Pay attention.  This is one of my posts with an important lesson rather than an entertaining story.  The lesson comes from a Tax Court decision – TCM 2018-140.  You will find out the taxpayer’s name if you read the case, but my practice in cases like this is to use a different name, since he might not want to be made more famous by this decision.  We’ll call him Joe.  In 2010, Joe had two debts discharged.  One was for $64,045 and the other for $300,134.

Each of the services sent him Form 1099-C.  And of course, they each sent a copy to the IRS.  Joe did not have a really strong year income wise in 2010, so he thought he did not need to file a return, which is why he ended up in Tax Court facing over $150,000 in tax and penalty.  It did not go well.  The lesson is to not be Joe.  Don’t just ignore Form 1099-C. I could leave it at that, but that would be too short a post.  So let’s look at the decision a bit and then consider what Joe should have done and the happy result that likely would have produced.

The Decision

It was pretty ugly.  Here are some high points.

Although petitioner received those Forms 1099-C, he chose to ignore them when the time came to file his Federal income tax return (return) for 2010. Instead, petitioner determined that because he did not earn wages that year he did not have an obligation to file a return for 2010, and he acted accordingly.

Right there Judge Nega is letting you know things are not going to go well for Joe. He “chose to ignore them when the time came to file”.  That is pretty harsh.

Joe had trouble figuring out exactly which debts related to the discharges, but he thought that one involved his principal residence, but he did not offer any proof that it was his principal residence.  Judge Nega seems to imply that he cut Joe some procedural slack, that was not taken advantage of.

JOB:
Answer these questions from the post about ignoring Form 1099-C:
1. What were the amounts of the two debts discharged for Joe in 2010?
2. How much in tax and penalty was Joe facing in Tax Court?
3. What judge decided the case?
The material that follows comes from a different source than the post above.

RECORD EXTRACTS:
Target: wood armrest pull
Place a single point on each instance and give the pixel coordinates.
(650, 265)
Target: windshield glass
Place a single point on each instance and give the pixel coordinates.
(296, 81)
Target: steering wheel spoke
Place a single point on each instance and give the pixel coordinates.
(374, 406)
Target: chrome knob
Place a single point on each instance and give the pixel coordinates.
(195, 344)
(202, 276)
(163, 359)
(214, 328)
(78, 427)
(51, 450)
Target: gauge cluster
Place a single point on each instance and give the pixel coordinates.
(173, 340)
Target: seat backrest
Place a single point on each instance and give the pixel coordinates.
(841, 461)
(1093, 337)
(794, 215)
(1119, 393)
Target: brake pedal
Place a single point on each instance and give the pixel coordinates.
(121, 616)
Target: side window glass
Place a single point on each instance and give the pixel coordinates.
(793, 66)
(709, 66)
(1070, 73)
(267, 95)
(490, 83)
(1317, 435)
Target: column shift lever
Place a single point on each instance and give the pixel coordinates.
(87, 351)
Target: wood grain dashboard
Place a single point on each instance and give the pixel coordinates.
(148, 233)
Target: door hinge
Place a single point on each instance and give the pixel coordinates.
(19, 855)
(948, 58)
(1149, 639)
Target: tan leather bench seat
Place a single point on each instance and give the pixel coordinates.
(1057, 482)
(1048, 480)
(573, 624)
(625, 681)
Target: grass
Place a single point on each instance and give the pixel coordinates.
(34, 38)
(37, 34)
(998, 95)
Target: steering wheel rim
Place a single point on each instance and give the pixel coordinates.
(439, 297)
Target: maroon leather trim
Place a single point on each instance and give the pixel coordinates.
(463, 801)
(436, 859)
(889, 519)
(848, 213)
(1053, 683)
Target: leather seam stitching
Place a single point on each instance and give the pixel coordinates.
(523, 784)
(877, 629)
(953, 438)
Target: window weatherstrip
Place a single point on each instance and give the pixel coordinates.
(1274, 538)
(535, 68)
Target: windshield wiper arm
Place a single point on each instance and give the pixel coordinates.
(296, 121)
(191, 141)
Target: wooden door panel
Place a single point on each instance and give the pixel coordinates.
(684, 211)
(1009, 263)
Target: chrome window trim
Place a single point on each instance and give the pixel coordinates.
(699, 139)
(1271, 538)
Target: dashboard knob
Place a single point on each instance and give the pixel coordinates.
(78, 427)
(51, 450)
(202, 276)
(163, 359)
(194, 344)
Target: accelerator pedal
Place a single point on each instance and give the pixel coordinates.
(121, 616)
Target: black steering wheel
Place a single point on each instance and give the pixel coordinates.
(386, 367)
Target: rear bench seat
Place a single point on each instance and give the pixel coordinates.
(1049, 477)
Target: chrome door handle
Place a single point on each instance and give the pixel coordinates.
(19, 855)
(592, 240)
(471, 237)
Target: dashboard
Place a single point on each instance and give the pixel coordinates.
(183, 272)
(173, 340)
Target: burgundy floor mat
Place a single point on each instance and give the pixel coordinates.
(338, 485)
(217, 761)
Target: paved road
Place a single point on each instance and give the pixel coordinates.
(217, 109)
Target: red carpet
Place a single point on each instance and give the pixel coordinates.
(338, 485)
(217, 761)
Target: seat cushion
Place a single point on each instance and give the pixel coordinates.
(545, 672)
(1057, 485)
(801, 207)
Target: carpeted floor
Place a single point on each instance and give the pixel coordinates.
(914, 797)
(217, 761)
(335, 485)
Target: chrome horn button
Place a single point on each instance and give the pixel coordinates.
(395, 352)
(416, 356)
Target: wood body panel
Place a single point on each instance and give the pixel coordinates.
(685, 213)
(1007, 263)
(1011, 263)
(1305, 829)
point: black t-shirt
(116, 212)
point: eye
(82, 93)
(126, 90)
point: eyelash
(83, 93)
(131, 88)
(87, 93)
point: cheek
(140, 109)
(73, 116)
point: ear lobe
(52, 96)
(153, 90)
---
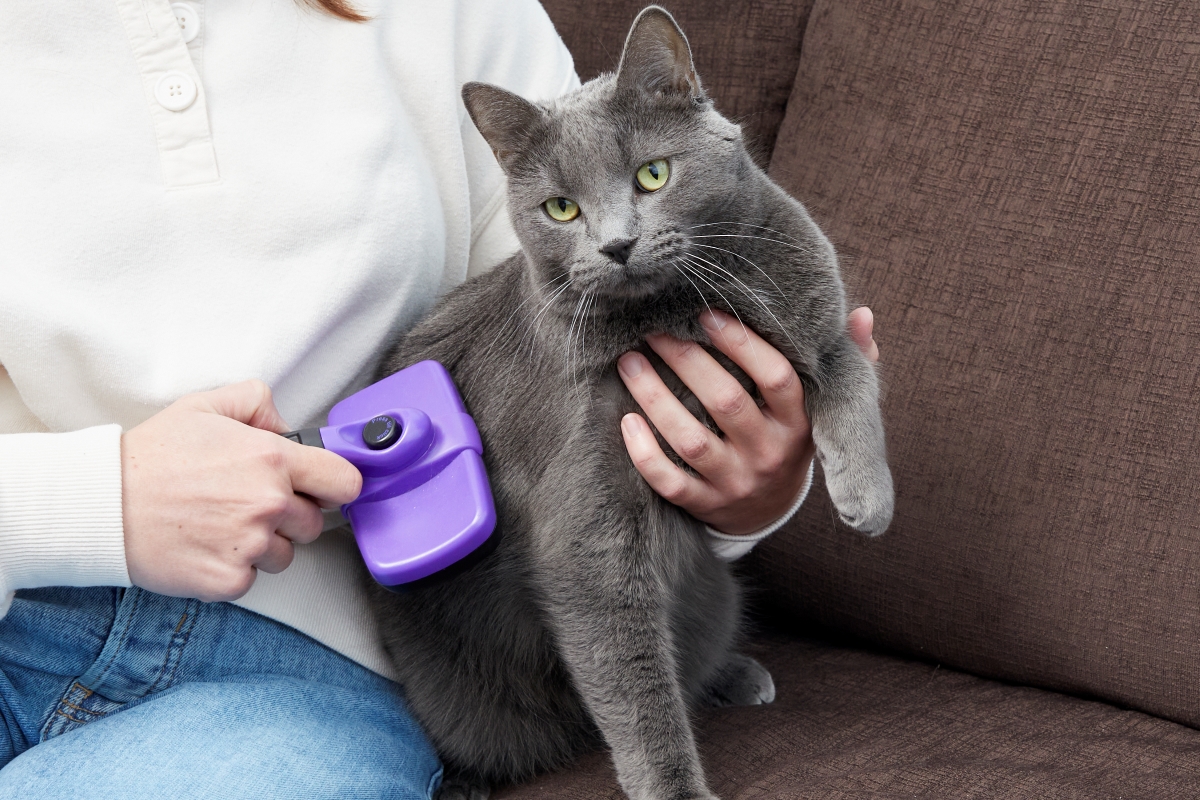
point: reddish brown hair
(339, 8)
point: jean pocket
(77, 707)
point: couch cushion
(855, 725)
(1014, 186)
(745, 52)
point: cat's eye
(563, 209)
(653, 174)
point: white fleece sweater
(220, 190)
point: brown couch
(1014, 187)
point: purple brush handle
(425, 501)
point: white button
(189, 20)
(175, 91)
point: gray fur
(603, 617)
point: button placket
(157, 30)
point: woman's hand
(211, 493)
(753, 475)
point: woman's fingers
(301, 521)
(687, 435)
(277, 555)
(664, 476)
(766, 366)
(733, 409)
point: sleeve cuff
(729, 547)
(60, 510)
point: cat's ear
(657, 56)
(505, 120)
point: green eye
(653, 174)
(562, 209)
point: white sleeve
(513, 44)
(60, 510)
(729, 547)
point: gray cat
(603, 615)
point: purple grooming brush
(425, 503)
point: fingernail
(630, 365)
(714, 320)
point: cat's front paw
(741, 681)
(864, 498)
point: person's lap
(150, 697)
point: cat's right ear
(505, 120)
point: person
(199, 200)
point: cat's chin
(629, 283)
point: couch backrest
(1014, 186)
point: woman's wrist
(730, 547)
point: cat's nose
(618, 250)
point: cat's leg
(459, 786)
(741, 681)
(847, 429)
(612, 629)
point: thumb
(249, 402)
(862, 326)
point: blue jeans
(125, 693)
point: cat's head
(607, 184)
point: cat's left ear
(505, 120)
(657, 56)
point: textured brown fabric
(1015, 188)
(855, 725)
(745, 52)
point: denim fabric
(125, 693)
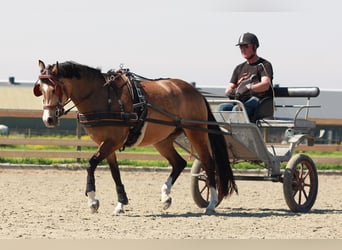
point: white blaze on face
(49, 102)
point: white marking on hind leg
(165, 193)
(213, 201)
...
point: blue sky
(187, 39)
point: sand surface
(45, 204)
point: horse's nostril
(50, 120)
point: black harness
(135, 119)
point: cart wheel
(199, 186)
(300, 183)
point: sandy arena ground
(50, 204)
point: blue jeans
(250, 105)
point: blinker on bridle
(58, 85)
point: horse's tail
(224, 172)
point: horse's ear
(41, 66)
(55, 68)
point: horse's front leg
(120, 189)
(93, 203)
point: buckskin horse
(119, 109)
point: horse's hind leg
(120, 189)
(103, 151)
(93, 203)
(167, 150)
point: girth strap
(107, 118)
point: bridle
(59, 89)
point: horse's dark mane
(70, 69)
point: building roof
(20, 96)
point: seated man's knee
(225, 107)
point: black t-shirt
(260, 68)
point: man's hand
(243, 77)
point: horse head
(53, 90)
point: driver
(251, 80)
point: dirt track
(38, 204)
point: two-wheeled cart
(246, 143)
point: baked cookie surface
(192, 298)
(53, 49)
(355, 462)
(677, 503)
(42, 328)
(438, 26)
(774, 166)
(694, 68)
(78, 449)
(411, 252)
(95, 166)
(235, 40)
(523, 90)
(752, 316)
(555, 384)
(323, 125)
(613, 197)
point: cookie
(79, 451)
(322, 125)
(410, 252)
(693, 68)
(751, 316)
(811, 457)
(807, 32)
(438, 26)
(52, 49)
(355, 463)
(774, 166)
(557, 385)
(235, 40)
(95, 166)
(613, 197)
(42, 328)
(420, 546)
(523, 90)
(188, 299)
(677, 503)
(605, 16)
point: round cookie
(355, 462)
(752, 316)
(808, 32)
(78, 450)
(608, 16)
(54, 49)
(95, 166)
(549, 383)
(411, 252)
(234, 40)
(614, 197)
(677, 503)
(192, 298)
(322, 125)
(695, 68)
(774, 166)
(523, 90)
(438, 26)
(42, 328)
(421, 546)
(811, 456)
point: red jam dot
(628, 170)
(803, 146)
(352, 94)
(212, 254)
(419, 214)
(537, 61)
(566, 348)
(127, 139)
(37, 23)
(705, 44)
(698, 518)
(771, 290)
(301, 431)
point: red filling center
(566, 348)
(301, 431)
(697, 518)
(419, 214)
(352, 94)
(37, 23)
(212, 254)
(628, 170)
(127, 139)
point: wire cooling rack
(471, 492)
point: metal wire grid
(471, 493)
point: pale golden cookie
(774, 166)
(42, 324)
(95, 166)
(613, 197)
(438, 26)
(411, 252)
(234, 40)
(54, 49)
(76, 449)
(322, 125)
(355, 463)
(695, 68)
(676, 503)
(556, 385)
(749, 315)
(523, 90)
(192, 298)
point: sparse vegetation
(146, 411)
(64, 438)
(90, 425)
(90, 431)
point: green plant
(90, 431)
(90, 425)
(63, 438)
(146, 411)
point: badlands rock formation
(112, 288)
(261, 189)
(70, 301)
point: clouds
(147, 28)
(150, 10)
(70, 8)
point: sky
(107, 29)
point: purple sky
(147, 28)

FULL OUTPUT:
1. $64,045 and $300,134.
2. Over $150,000.
3. Judge Nega.